Problem to work on: Write out every entry precisely as given, leaving the pictures out.

Dataset excerpt:
######
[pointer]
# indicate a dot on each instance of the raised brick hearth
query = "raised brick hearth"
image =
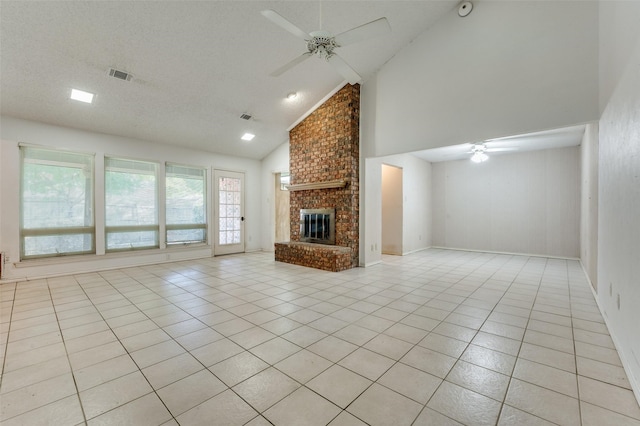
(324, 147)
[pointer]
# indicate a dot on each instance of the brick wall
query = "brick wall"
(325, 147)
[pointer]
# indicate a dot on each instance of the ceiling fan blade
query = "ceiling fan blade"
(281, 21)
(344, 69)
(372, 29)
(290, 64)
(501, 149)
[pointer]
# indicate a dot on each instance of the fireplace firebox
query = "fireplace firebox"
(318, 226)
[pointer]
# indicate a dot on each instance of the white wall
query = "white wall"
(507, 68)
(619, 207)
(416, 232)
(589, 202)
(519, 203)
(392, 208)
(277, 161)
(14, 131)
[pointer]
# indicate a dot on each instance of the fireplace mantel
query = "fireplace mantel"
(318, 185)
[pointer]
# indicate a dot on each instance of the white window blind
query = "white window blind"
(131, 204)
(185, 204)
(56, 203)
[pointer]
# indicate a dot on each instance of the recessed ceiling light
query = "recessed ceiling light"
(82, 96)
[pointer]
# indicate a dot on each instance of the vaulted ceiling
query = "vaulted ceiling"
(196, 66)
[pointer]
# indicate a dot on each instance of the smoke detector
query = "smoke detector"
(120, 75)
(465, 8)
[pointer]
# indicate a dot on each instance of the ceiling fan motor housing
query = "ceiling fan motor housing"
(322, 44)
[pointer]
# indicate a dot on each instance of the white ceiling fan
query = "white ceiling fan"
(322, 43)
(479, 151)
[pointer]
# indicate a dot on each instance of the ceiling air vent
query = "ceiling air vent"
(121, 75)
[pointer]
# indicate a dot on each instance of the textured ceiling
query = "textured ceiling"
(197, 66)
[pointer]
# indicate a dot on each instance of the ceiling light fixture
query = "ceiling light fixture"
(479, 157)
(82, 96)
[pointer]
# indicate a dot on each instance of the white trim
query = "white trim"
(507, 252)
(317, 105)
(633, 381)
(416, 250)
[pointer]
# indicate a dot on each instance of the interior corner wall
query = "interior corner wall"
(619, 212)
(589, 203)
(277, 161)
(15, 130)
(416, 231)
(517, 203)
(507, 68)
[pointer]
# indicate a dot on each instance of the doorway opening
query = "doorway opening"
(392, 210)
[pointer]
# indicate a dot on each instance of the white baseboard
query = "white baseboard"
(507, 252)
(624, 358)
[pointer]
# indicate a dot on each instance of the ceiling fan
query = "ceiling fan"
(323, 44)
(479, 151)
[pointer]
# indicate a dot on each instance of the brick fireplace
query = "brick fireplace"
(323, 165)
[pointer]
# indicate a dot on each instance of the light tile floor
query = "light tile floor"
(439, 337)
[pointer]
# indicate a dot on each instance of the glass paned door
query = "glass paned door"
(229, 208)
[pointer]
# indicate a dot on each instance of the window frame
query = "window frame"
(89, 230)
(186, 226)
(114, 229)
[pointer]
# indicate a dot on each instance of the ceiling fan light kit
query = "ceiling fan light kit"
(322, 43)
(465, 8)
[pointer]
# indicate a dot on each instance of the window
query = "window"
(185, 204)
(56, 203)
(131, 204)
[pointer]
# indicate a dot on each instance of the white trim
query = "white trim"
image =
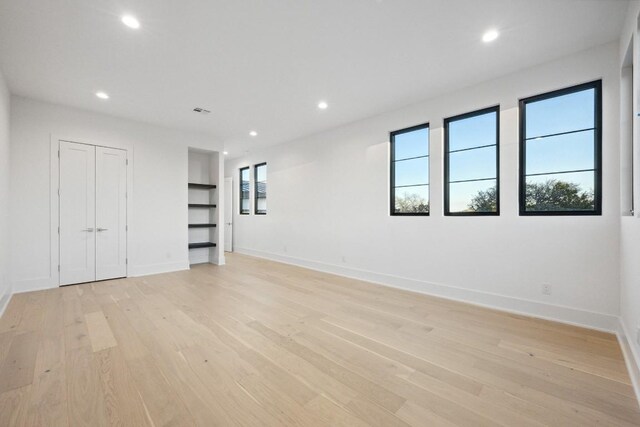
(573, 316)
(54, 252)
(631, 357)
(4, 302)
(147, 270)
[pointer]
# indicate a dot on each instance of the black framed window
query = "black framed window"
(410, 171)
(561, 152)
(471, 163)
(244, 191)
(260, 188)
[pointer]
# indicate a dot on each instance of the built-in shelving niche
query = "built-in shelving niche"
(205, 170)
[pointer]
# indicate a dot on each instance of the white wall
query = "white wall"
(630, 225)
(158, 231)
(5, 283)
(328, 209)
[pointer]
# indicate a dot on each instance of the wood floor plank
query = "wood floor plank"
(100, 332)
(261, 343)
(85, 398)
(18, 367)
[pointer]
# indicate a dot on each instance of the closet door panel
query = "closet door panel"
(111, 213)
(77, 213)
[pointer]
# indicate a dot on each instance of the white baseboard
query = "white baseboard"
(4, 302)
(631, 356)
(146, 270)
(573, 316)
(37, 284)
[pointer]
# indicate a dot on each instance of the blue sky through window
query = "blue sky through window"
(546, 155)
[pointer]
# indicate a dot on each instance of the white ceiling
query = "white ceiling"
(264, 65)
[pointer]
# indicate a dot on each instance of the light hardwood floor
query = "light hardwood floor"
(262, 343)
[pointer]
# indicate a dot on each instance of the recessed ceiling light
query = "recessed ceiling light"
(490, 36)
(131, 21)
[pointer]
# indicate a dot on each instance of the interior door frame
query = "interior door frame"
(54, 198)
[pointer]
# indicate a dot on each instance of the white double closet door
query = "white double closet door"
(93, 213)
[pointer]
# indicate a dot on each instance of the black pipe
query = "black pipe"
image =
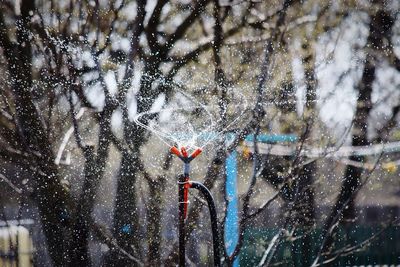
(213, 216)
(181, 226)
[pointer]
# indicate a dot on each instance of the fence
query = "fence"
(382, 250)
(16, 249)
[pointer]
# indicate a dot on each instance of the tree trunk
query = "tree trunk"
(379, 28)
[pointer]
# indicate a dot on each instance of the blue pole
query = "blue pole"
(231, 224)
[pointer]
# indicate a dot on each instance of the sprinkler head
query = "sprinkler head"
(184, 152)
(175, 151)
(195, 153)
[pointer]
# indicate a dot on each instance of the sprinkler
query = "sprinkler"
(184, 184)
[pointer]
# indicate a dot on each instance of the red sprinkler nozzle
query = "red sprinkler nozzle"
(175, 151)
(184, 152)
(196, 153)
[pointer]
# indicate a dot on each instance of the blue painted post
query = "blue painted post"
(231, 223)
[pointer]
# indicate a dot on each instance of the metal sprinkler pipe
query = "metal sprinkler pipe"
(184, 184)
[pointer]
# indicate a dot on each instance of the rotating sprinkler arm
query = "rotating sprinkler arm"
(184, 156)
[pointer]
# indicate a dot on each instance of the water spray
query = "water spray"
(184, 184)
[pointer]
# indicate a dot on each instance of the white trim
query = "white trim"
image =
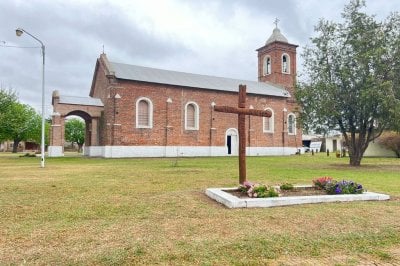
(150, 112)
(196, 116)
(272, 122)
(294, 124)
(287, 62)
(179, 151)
######
Correct answer:
[pointer]
# indicate a dot on each instance of the raised brick hearth
query = "raised brick hearth"
image =
(324, 147)
[pointer]
# indicate a dot on each instance of the brick wall
query = "brick wall"
(325, 147)
[pointer]
# indicate a dot on each instance of the ceiling fan blade
query = "ceiling fan blade"
(281, 21)
(344, 69)
(372, 29)
(290, 64)
(501, 149)
[pointer]
# indicate a dot on each instance of the fireplace firebox
query = "fireplace firebox"
(318, 226)
[pointer]
# indicate a dot on each instance of the white wall
query = "white wall"
(507, 68)
(619, 207)
(416, 232)
(589, 202)
(519, 203)
(392, 208)
(277, 161)
(14, 131)
[pointer]
# indicate a dot on each instance of the fireplace mantel
query = "fireplace mantel"
(318, 185)
[pointer]
# indicate a dot on each instance of the white window blind
query = "white window blind"
(131, 204)
(185, 204)
(56, 203)
[pointer]
# indicate a dot on each instance of the recessed ceiling light
query = "recessed ceiling light"
(82, 96)
[pointer]
# indicate a dot on each instance of the vaulted ceiling
query = "vaulted ceiling"
(196, 66)
[pointer]
# indicate a dot on each instance of the smoke detector
query = "smoke detector"
(120, 75)
(465, 8)
[pointer]
# indicate a dot on each instance of the ceiling fan motor housing
query = "ceiling fan motor housing"
(322, 44)
[pointer]
# indicate a dot on each instance of the white ceiling fan
query = "white ceiling fan"
(322, 43)
(479, 151)
[pointer]
# indicate a dot on each instance of the ceiling air vent
query = "ceiling air vent"
(121, 75)
[pointer]
# indicate a dot on each instance of the textured ceiling
query = "textured ceiling"
(197, 66)
[pointer]
# indicate a dot on each instance of the ceiling light fixture
query = "ceiling light fixture"
(479, 157)
(82, 96)
[pointer]
# indicate a dot on each instance of the white trim
query = "white trim"
(507, 252)
(317, 105)
(633, 381)
(416, 250)
[pointer]
# indicate a dot on each instance of the interior corner wall
query = "interior corner wall"
(619, 212)
(589, 203)
(277, 161)
(15, 130)
(416, 231)
(517, 203)
(507, 68)
[pointer]
# indicate a dot on each instance of the doorway opening
query = "doorway opening"
(392, 210)
[pointer]
# indicate a dot on each instance of the white baseboard
query = "white baseboard"
(507, 252)
(624, 358)
[pointer]
# indicate a dot on each instance of the ceiling fan
query = "ceiling fan"
(323, 44)
(479, 151)
[pointer]
# indicate a dot on each instance of the brick fireplace
query = "brick fireplace"
(323, 165)
[pointer]
# indicate a dot on each instance of the light tile floor
query = "light tile floor"
(439, 337)
[pointer]
# indicate a dot on each instance of the glass paned door
query = "glass paned door"
(229, 208)
[pointer]
# indicate a dot on each instance of the window frame
query = "window frame"
(89, 230)
(186, 226)
(114, 229)
[pointer]
# indicate a dot on each instance of the ceiling fan light kit
query = "ceiling fan light kit"
(322, 43)
(465, 8)
[pointer]
# indicate a dot on each instance of the window
query = "window"
(185, 204)
(56, 203)
(131, 204)
[pointer]
# indicate a dot on each instance of the white trim
query = "white trim"
image =
(573, 316)
(54, 252)
(631, 357)
(4, 302)
(147, 270)
[pointer]
# indicate a dot on each instance of the black framed window
query = "black framed window"
(410, 171)
(561, 152)
(471, 163)
(244, 191)
(260, 188)
[pointer]
# indicate a dot on each instance of the built-in shelving niche
query = "built-in shelving niche"
(205, 170)
[pointer]
# indicate a dot on each instance of the white wall
query = "white wall"
(630, 225)
(158, 231)
(5, 283)
(328, 209)
[pointer]
# indicate a dot on each instance of the wood floor plank
query = "wood floor plank"
(100, 332)
(261, 343)
(85, 398)
(18, 367)
[pointer]
# indicate a dot on each instance of the closet door panel
query = "closet door panel"
(111, 213)
(77, 213)
[pointer]
# indicate a dot on each instance of the white baseboard
query = "white baseboard"
(4, 302)
(631, 356)
(146, 270)
(573, 316)
(37, 284)
[pointer]
# indicate a dot on each instance of the blue sky through window
query = "blue sky through window"
(546, 155)
[pointer]
# indicate a dot on each instance of the white ceiling
query = "white ceiling"
(264, 65)
[pointer]
# indicate a dot on each instance of the light hardwood floor
query = "light hardwood floor"
(262, 343)
[pointer]
# indicate a dot on each instance of the recessed ceiling light
query = "recessed ceiling light"
(490, 36)
(131, 21)
[pointer]
# indicate a dot on each instance of the interior door frame
query = "interior door frame"
(54, 198)
[pointer]
# indicate a dot on each instance of the white double closet door
query = "white double closet door"
(93, 213)
[pointer]
# indicate a dot on each instance of the black pipe
query = "black pipe"
image =
(213, 216)
(181, 226)
[pointer]
# indicate a dot on each instance of the fence
query = "fence"
(382, 250)
(16, 249)
[pointer]
# indicate a dot on each instance of the tree trunk
query = "tree trunk"
(379, 28)
[pointer]
# indicate a dot on each instance of the blue pole
query = "blue pole"
(231, 224)
[pointer]
# indicate a dot on each instance of the sprinkler head
query = "sprinkler head"
(184, 152)
(175, 151)
(195, 153)
[pointer]
# indicate a dot on each instance of the sprinkler
query = "sprinkler"
(184, 184)
[pointer]
# indicate a dot on each instance of the red sprinkler nozzle
query = "red sprinkler nozzle"
(175, 151)
(184, 152)
(196, 153)
[pointer]
# indicate a dot on each instance of the blue painted post
query = "blue painted post"
(231, 223)
[pointer]
# indicate a dot on each instance of the metal sprinkler pipe
query = "metal sprinkler pipe"
(184, 184)
[pointer]
# indicate a dot on each instance of the rotating sprinkler arm
query = "rotating sprinkler arm"
(184, 156)
[pointer]
# indicate a dot on each instance of the water spray
query = "water spray"
(184, 184)
[pointer]
# indicate a dot on each instance of the white trim
query = "white trim"
image =
(150, 112)
(196, 116)
(272, 122)
(294, 124)
(287, 62)
(179, 151)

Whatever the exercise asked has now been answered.